Aim of the exercise: Your task is to write out every line of the data exactly. Drop the pictures.

*** Material shown ***

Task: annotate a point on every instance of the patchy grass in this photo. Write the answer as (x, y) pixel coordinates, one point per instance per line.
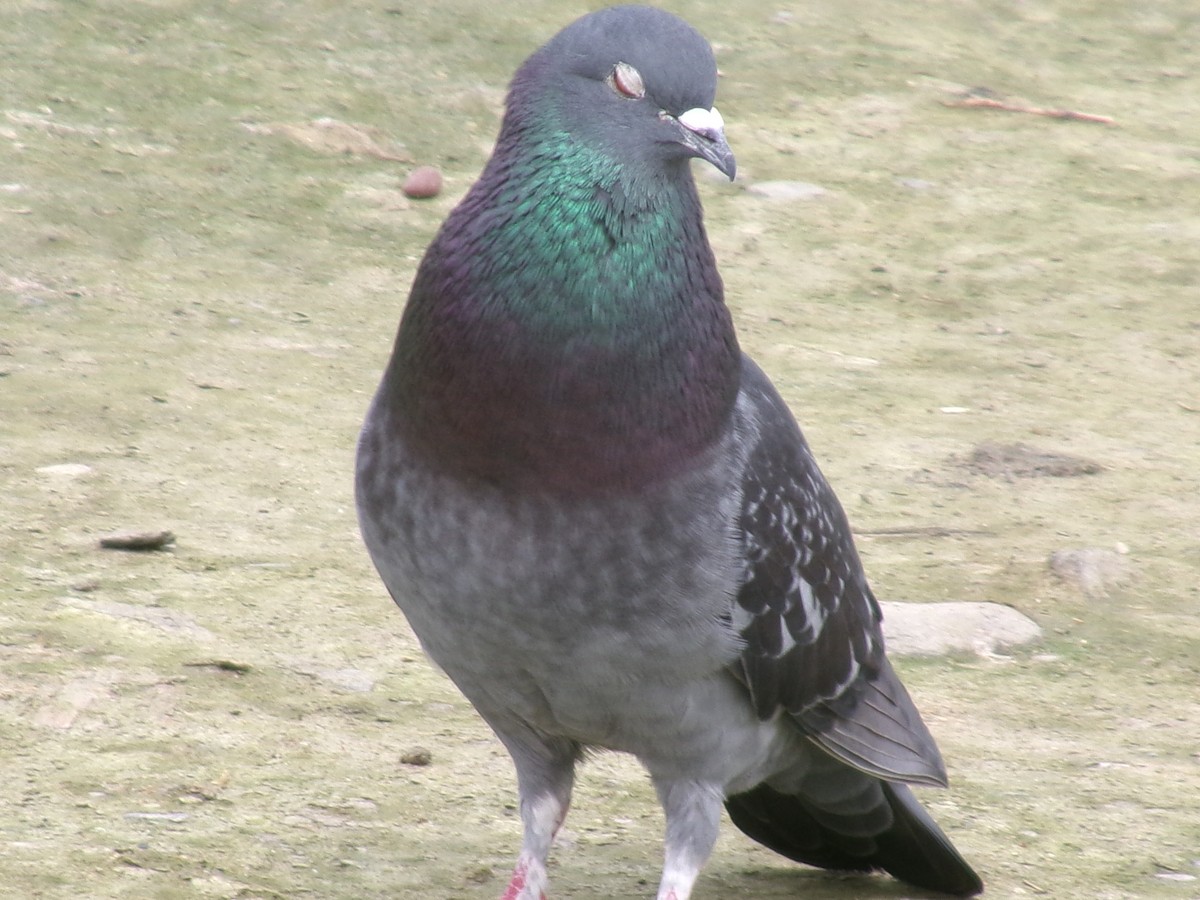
(196, 303)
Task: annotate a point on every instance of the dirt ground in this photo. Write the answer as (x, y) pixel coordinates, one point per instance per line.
(204, 256)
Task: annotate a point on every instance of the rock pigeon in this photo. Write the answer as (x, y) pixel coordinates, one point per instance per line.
(599, 516)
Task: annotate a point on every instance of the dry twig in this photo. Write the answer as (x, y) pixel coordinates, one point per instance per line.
(976, 100)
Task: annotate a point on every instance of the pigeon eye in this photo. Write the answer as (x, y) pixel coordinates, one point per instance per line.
(627, 81)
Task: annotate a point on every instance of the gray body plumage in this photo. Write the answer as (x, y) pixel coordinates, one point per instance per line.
(618, 538)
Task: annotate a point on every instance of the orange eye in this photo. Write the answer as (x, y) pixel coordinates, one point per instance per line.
(628, 81)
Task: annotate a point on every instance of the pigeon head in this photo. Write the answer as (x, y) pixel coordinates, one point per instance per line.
(634, 82)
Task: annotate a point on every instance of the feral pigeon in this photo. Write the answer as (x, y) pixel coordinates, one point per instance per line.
(598, 514)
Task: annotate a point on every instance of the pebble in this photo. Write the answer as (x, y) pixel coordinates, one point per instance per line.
(786, 190)
(1093, 570)
(417, 756)
(954, 627)
(423, 183)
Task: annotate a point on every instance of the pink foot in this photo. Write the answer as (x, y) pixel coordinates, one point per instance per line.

*** End of Material shown ***

Answer section:
Task: annotate a point on every instance of the patchy grass in this photo. Write the answer as (x, y) pixel coordinates, one point per instance per line.
(196, 303)
Task: annotate a point on every instance of the dirt ground in this photo. Write the answer as (x, y) pixel coordinates, one point per instance per line.
(204, 256)
Task: annotate a point on every instance of the rock pigeon in this photo. Write the answer as (x, y) pixel coordinates, one point per instance per line.
(599, 516)
Task: annotate a point on every instance of the dry twig in this photo. Write the answer as (x, y) pixel coordinates, one point per instance per line.
(976, 100)
Task: annotate a point on every instance of the pigeon eye in this photo. Write the answer as (x, y) pixel coordinates, one point per instance per line.
(627, 81)
Task: annotate a point on every instance of the gray body plumage in this photo. Write the answer as (x, y) pixel coordinates, one point per instance per line.
(618, 538)
Task: annotate a point on every instance of the orange eye in this photo. Write the answer as (x, y) pixel coordinates, one point per instance per line.
(628, 81)
Task: annotate a point on every instance of the pigeon head in this photo. Write the answer as (x, y) pixel coordinates, one point per instance per line.
(634, 82)
Task: annotate a point on every instance of the feral pigeon in this photo. Write the answer as (x, y) pixel coordinates, one point per instance per line.
(598, 514)
Task: annotate a point on every instance of the pebble in this photo. Write the answer as (x, y) pixel coordinates, one point per instance per line.
(786, 190)
(1093, 570)
(417, 756)
(954, 627)
(423, 183)
Task: annotate a point on every instance of the pink foot in this photo. Write the answer as (x, y) pixel coordinates, one point per instance per line.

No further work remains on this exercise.